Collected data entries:

-- start --

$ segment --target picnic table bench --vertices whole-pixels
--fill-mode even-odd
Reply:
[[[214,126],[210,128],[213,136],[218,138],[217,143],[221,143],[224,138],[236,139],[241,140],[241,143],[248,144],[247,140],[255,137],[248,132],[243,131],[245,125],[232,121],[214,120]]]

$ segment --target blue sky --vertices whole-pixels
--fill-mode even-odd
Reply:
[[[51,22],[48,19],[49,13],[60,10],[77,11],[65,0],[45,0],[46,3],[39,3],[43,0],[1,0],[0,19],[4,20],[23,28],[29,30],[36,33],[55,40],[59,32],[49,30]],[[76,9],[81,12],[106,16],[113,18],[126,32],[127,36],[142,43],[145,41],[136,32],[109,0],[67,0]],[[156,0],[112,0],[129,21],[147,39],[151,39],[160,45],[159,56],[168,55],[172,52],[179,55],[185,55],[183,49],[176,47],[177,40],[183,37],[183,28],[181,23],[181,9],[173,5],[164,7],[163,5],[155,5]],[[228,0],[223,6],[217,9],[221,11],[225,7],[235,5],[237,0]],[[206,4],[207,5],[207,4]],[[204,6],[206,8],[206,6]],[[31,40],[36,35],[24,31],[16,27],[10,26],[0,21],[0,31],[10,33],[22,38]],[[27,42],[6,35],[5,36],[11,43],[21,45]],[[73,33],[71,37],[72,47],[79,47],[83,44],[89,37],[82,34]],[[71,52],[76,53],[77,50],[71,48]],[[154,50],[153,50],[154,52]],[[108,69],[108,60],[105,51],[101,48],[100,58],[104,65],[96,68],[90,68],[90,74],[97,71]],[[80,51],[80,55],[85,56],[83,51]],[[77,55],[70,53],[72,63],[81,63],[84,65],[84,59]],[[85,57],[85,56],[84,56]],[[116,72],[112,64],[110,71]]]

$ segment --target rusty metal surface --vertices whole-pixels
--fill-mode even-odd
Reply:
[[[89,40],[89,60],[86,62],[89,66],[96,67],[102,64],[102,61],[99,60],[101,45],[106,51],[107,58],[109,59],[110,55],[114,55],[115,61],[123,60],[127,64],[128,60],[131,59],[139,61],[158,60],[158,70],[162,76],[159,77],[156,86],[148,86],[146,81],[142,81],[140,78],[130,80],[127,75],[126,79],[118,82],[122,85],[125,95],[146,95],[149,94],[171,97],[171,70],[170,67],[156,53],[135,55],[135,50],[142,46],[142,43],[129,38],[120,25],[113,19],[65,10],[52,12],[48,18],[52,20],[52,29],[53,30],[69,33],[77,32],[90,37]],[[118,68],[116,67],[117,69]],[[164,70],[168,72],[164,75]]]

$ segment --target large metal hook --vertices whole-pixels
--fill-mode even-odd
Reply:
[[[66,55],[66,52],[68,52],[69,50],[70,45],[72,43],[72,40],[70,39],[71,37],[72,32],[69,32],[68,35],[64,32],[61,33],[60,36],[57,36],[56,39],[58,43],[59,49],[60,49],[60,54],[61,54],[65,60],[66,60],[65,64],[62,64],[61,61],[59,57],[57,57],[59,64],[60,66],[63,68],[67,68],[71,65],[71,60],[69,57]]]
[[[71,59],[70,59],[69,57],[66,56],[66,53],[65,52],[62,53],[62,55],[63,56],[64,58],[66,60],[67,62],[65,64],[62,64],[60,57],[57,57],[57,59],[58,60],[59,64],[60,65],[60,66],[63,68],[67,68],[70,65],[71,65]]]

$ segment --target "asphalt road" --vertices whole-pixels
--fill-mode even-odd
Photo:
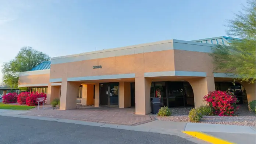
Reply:
[[[0,144],[195,144],[174,135],[4,116],[0,129]]]

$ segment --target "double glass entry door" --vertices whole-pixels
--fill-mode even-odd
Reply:
[[[100,105],[118,106],[119,90],[119,83],[100,83]]]

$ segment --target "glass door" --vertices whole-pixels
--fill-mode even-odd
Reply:
[[[118,105],[119,83],[110,83],[109,105]]]
[[[119,90],[119,83],[100,83],[100,105],[118,106]]]
[[[169,82],[168,84],[167,91],[169,107],[184,107],[185,91],[182,82]]]
[[[100,83],[100,105],[109,106],[109,87],[107,83]]]

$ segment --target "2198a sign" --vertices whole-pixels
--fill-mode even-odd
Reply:
[[[101,65],[96,65],[96,66],[93,66],[93,69],[96,69],[96,68],[102,68],[102,66],[101,66]]]

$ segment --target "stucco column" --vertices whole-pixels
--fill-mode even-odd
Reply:
[[[131,83],[119,83],[119,108],[131,107]]]
[[[255,91],[256,90],[256,89],[255,88],[256,87],[256,84],[255,83],[253,84],[245,82],[241,82],[241,83],[245,89],[246,94],[247,96],[248,104],[249,104],[249,102],[253,100],[255,100],[256,99],[256,94],[255,93]]]
[[[213,77],[195,78],[187,80],[193,89],[194,93],[195,107],[198,107],[206,104],[203,101],[203,97],[210,91],[215,90]]]
[[[81,83],[69,82],[61,82],[60,109],[66,110],[77,108],[77,89]]]
[[[94,104],[93,99],[93,85],[82,84],[82,105],[90,105]]]
[[[100,98],[100,83],[95,83],[95,99],[94,99],[94,107],[99,107]]]
[[[53,101],[57,98],[60,98],[60,86],[51,86],[50,89],[49,89],[48,87],[48,93],[47,94],[47,99],[48,100],[49,104],[50,104],[51,102]],[[50,89],[50,90],[49,90]],[[49,93],[50,90],[50,93]]]
[[[150,112],[150,88],[151,80],[144,77],[135,78],[135,111],[138,115]]]

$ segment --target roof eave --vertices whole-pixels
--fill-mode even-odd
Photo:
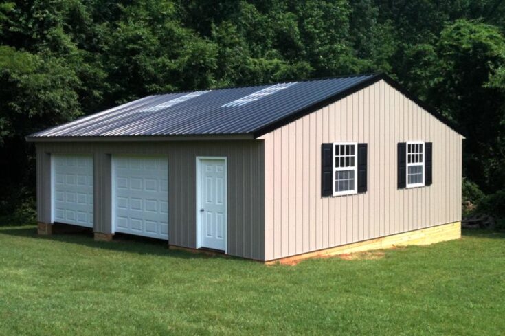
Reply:
[[[251,133],[243,134],[202,134],[175,135],[112,135],[112,136],[71,136],[71,137],[34,137],[27,136],[28,142],[110,142],[145,141],[216,141],[216,140],[254,140]]]

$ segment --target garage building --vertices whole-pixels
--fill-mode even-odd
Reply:
[[[41,234],[267,262],[459,238],[462,139],[383,74],[150,96],[27,137]]]

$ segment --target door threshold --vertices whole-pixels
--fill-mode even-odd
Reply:
[[[198,249],[201,249],[202,251],[207,251],[209,252],[221,253],[223,254],[225,254],[226,253],[224,249],[211,249],[210,247],[200,247]]]

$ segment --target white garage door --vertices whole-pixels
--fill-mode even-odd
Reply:
[[[168,239],[168,159],[114,156],[113,217],[116,232]]]
[[[93,227],[93,157],[52,155],[52,221]]]

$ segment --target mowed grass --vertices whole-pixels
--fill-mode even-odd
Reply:
[[[265,266],[0,228],[0,335],[505,334],[505,234]]]

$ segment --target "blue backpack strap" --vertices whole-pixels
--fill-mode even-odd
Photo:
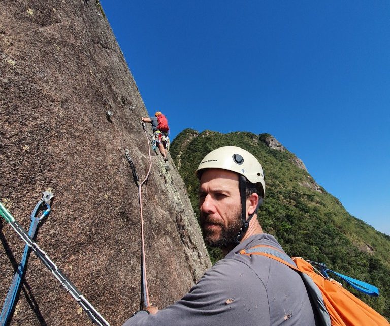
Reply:
[[[368,283],[363,282],[363,281],[360,281],[356,279],[349,277],[346,275],[343,275],[337,272],[334,272],[332,270],[329,269],[326,269],[327,272],[331,272],[334,274],[337,275],[339,277],[342,279],[347,283],[348,283],[354,289],[362,292],[368,295],[371,295],[372,297],[378,297],[379,295],[379,290],[376,286],[369,284]]]

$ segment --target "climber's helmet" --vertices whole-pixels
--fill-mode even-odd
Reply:
[[[235,239],[236,242],[239,242],[248,229],[249,221],[257,211],[257,209],[255,210],[248,220],[246,220],[245,203],[247,185],[250,183],[255,185],[256,192],[258,195],[257,208],[263,203],[264,199],[266,185],[263,168],[257,159],[252,154],[239,147],[233,146],[221,147],[210,152],[205,156],[197,169],[197,177],[200,180],[202,172],[206,169],[210,168],[227,170],[239,175],[239,187],[241,198],[242,227]]]

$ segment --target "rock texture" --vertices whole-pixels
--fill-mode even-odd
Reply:
[[[124,149],[143,179],[148,114],[99,2],[0,2],[0,110],[2,202],[28,229],[41,192],[54,193],[37,242],[111,325],[122,324],[138,307],[140,282],[138,190]],[[146,263],[151,303],[162,308],[210,263],[181,178],[152,155],[142,188]],[[2,304],[24,245],[0,223]],[[88,322],[31,254],[11,324]]]

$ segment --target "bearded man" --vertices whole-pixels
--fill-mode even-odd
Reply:
[[[257,159],[242,149],[222,147],[206,155],[196,173],[205,242],[221,248],[224,258],[180,300],[160,311],[150,306],[124,325],[318,324],[299,274],[268,257],[242,254],[258,246],[284,253],[257,220],[265,184]]]

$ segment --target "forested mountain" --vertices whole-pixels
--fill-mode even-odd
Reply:
[[[351,216],[340,201],[318,185],[301,160],[269,134],[223,134],[185,129],[172,142],[171,153],[199,217],[199,182],[194,171],[204,156],[221,146],[238,146],[254,155],[264,170],[266,198],[258,218],[291,256],[324,263],[333,270],[379,288],[378,298],[363,301],[390,317],[390,236]],[[212,260],[220,252],[208,248]]]

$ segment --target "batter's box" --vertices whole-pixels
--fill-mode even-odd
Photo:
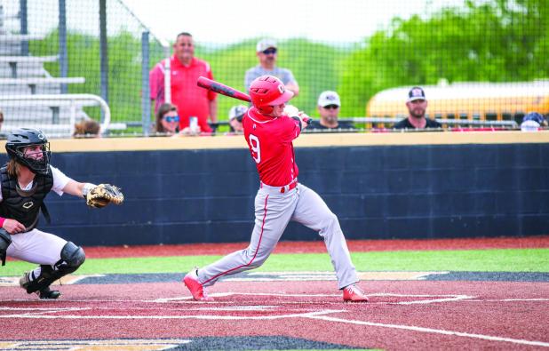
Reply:
[[[450,272],[357,272],[362,281],[426,280]],[[312,282],[335,281],[334,272],[243,272],[221,278],[224,282]]]
[[[307,293],[286,293],[286,292],[219,292],[209,295],[213,298],[213,301],[197,302],[193,300],[190,296],[170,299],[157,299],[151,302],[156,303],[175,303],[180,302],[184,304],[207,304],[207,305],[230,305],[241,304],[251,306],[261,306],[268,301],[270,306],[322,306],[322,305],[341,305],[347,306],[341,300],[341,294],[307,294]],[[458,301],[463,299],[473,299],[473,296],[468,295],[410,295],[410,294],[394,294],[386,292],[368,293],[370,298],[370,304],[398,304],[398,305],[414,305],[414,304],[434,304],[444,303],[450,301]],[[257,304],[257,305],[254,305]],[[216,307],[217,308],[217,307]]]

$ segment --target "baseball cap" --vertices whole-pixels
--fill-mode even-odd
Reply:
[[[256,45],[256,52],[260,52],[271,47],[276,49],[276,42],[274,39],[263,39]]]
[[[426,92],[419,86],[414,86],[408,92],[408,101],[415,101],[417,100],[426,100]]]
[[[318,97],[318,106],[324,108],[328,105],[341,106],[339,95],[338,95],[336,92],[326,91],[321,92],[320,96]]]
[[[233,106],[229,110],[229,121],[232,121],[235,118],[238,120],[239,117],[239,122],[242,121],[242,117],[243,116],[244,116],[248,108],[246,108],[244,105]]]

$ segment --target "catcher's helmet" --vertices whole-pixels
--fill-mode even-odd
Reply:
[[[292,97],[293,92],[287,91],[284,84],[273,76],[261,76],[250,85],[251,104],[266,115],[273,113],[273,106],[287,102]]]
[[[28,157],[25,148],[29,146],[40,146],[42,156]],[[50,143],[44,133],[37,129],[20,128],[8,135],[5,149],[11,159],[28,167],[34,173],[47,174],[50,164]]]
[[[526,115],[524,118],[522,118],[522,122],[526,121],[534,121],[539,124],[539,125],[546,125],[545,118],[542,114],[537,112],[530,112],[529,114]]]

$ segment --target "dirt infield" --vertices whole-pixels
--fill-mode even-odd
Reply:
[[[99,246],[86,247],[92,259],[139,256],[220,255],[242,250],[248,243],[190,243],[182,245]],[[421,250],[519,249],[549,247],[549,235],[435,240],[348,240],[352,252]],[[315,242],[284,242],[274,253],[325,252],[320,239]]]
[[[86,248],[88,257],[223,254],[245,243]],[[534,238],[350,241],[351,251],[549,247]],[[324,252],[282,242],[276,252]],[[251,272],[196,302],[180,274],[72,275],[58,300],[0,287],[0,350],[547,349],[549,273],[359,272],[368,304],[333,272]]]
[[[220,282],[207,303],[191,300],[179,282],[64,285],[54,301],[3,288],[0,326],[9,333],[2,339],[13,341],[0,349],[18,342],[28,348],[112,343],[113,349],[143,342],[145,349],[549,347],[547,283],[362,284],[368,304],[343,303],[335,282],[319,281]]]

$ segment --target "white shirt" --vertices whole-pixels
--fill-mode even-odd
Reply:
[[[52,187],[52,190],[55,191],[60,196],[63,195],[63,187],[65,187],[67,183],[72,179],[52,165],[50,165],[50,168],[52,169],[52,174],[53,175],[53,186]],[[21,190],[30,190],[33,183],[34,180],[28,183],[28,185],[24,188],[21,188]],[[0,201],[2,201],[2,183],[0,183]]]

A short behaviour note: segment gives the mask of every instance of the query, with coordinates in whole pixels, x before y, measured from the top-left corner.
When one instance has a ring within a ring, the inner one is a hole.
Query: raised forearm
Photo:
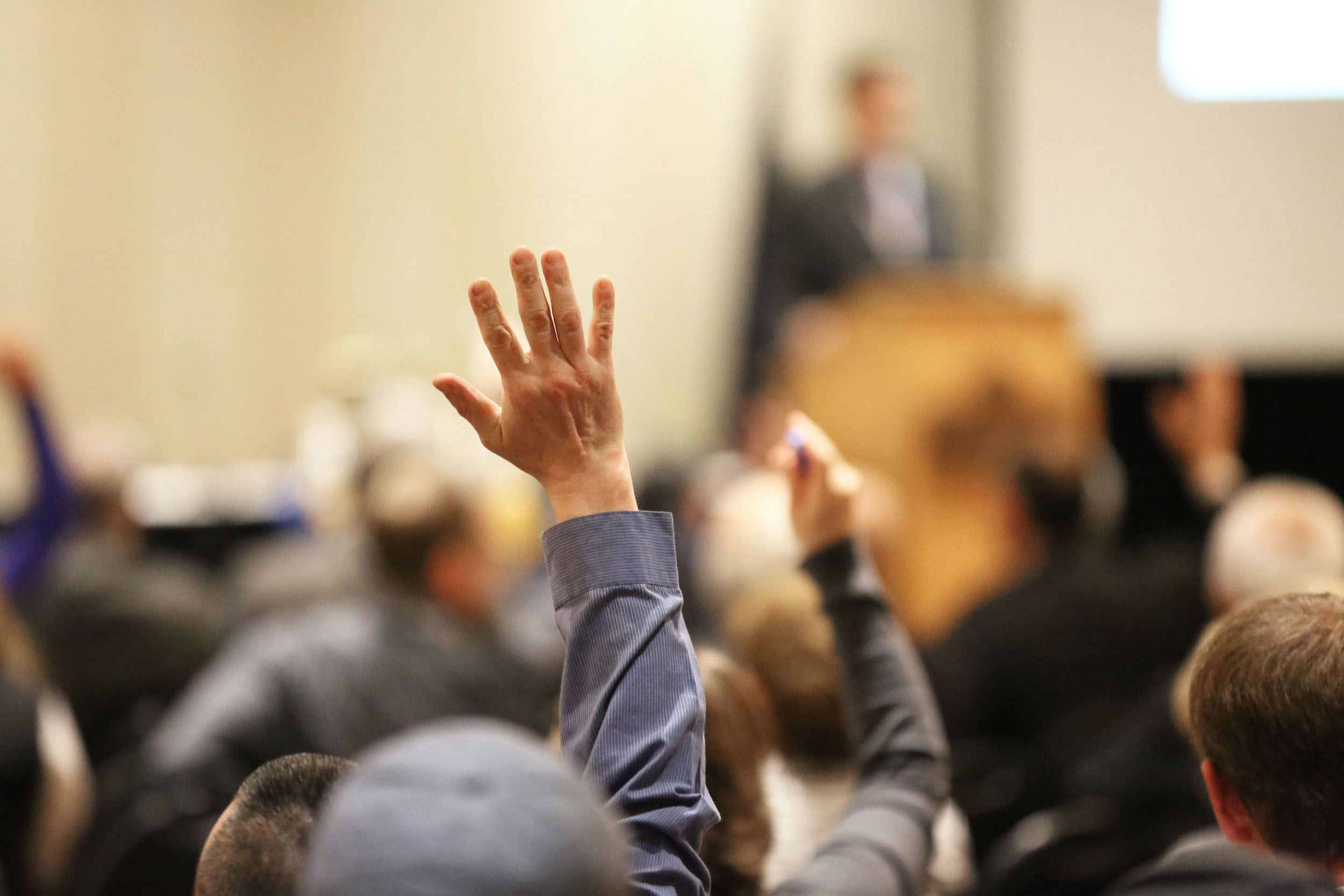
[[[560,744],[610,797],[641,893],[708,892],[698,849],[718,813],[704,789],[704,693],[681,622],[672,517],[603,513],[544,536],[566,642]]]

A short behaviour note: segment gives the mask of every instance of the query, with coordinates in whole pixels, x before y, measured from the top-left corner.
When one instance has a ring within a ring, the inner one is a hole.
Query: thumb
[[[464,420],[472,424],[481,445],[491,451],[499,453],[501,443],[500,406],[485,398],[485,395],[454,373],[442,373],[434,377],[434,388],[444,394],[453,410]]]

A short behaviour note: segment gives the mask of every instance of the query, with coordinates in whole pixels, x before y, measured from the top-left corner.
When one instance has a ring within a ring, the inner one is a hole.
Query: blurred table
[[[1023,458],[1067,465],[1102,439],[1066,305],[989,279],[886,277],[801,308],[780,377],[847,457],[898,486],[900,531],[874,547],[923,643],[1028,562],[1012,488]]]

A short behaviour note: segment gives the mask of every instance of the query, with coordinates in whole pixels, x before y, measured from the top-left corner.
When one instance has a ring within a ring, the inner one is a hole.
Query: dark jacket
[[[351,756],[423,721],[492,716],[544,733],[552,682],[492,633],[388,596],[262,621],[235,635],[145,743],[138,785],[99,822],[74,892],[191,892],[212,819],[258,766]]]
[[[1234,846],[1218,830],[1191,834],[1159,861],[1121,880],[1111,896],[1339,896],[1304,862]]]
[[[929,220],[929,262],[957,254],[952,206],[942,187],[926,175],[925,215]],[[793,242],[798,286],[804,294],[831,293],[880,267],[864,234],[867,196],[863,171],[847,165],[816,187],[801,203]]]

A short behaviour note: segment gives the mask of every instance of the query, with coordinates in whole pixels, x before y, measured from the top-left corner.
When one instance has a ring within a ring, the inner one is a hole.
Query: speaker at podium
[[[1031,563],[1013,476],[1103,441],[1101,384],[1068,306],[988,278],[887,274],[785,325],[777,384],[853,462],[890,478],[874,556],[921,643]]]

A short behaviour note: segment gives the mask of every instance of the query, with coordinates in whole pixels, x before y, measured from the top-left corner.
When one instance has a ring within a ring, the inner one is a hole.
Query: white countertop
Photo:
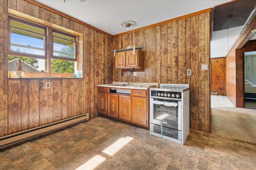
[[[124,85],[122,86],[123,85]],[[158,84],[156,83],[130,82],[130,85],[128,85],[127,82],[113,82],[112,84],[98,84],[98,87],[110,87],[112,88],[147,90],[150,87],[158,87]]]

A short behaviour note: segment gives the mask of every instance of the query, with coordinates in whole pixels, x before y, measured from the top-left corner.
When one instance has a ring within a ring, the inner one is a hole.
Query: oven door
[[[181,131],[181,102],[151,98],[150,122]]]

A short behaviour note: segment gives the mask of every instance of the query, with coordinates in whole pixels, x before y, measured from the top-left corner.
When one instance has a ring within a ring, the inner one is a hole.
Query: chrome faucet
[[[129,80],[128,79],[126,79],[126,78],[125,79],[124,79],[124,80],[126,81],[128,85],[130,85],[130,82],[129,81]]]

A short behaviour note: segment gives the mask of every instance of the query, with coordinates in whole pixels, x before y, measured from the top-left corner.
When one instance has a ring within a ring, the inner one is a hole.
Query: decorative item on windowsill
[[[19,59],[19,66],[17,68],[16,70],[16,77],[22,77],[25,76],[26,72],[23,71],[22,70],[22,66],[24,65],[24,61],[23,61],[23,64],[21,64],[21,61],[20,59]]]

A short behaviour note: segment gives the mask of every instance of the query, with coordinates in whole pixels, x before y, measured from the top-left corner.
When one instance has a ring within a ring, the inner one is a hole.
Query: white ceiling
[[[112,35],[127,31],[121,25],[124,20],[137,23],[130,31],[231,1],[87,0],[81,2],[65,0],[65,3],[64,0],[36,0]],[[243,27],[229,29],[228,36],[227,30],[213,32],[211,57],[226,57]]]

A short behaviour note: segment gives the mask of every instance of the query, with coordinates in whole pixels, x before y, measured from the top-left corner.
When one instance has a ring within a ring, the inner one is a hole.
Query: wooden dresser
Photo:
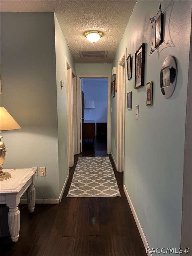
[[[95,137],[95,121],[84,120],[82,122],[82,139],[94,140]]]
[[[97,138],[106,139],[107,135],[107,123],[96,123]]]

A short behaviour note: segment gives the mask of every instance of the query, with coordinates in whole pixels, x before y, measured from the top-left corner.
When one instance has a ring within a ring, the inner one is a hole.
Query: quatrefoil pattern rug
[[[67,196],[121,196],[109,157],[79,157]]]

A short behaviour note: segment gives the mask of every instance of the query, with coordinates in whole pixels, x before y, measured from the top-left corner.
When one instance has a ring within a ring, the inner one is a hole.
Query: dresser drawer
[[[106,136],[107,134],[107,123],[97,123],[97,136]]]

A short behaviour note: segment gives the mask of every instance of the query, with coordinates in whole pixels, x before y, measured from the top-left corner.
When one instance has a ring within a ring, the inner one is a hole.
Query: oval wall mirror
[[[162,65],[160,78],[161,90],[166,99],[171,96],[175,90],[177,75],[175,60],[172,56],[168,56]]]

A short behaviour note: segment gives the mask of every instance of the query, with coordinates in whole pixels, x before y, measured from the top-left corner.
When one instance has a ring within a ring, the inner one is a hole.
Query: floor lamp
[[[93,100],[87,100],[85,102],[85,108],[89,109],[89,116],[90,121],[91,121],[91,109],[92,108],[94,109],[95,108],[94,101]]]

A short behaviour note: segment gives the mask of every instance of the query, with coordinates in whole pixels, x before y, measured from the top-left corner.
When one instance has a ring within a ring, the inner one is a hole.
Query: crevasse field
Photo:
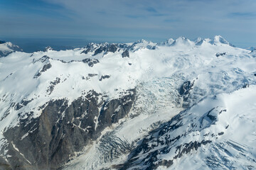
[[[256,169],[255,51],[235,47],[219,35],[33,53],[14,52],[12,45],[0,44],[0,157],[10,167],[18,157],[24,169],[40,169],[40,158],[18,148],[39,125],[17,141],[6,132],[29,126],[50,101],[65,99],[69,107],[93,91],[102,96],[97,98],[99,110],[105,110],[102,103],[135,89],[134,101],[124,100],[113,110],[132,101],[127,113],[74,149],[58,168]],[[100,113],[93,119],[95,130]],[[68,116],[65,111],[53,114],[60,115],[56,124]],[[92,128],[81,126],[82,120],[67,123],[85,132]]]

-- end --

* EXERCISE DIRECTIONS *
Write down, character for character, the lines starting with the one containing "grass --vertices whole-pixels" and ending with the one containing "[[[265,266],[0,228],[0,335],[505,334],[505,234]]]", including both of those lines.

* SOLUTION TO THE PROBLEM *
$ segment --target mowed grass --vertices whole-pixels
--fill-mode even-odd
Reply:
[[[265,266],[0,228],[0,335],[505,334],[505,234]]]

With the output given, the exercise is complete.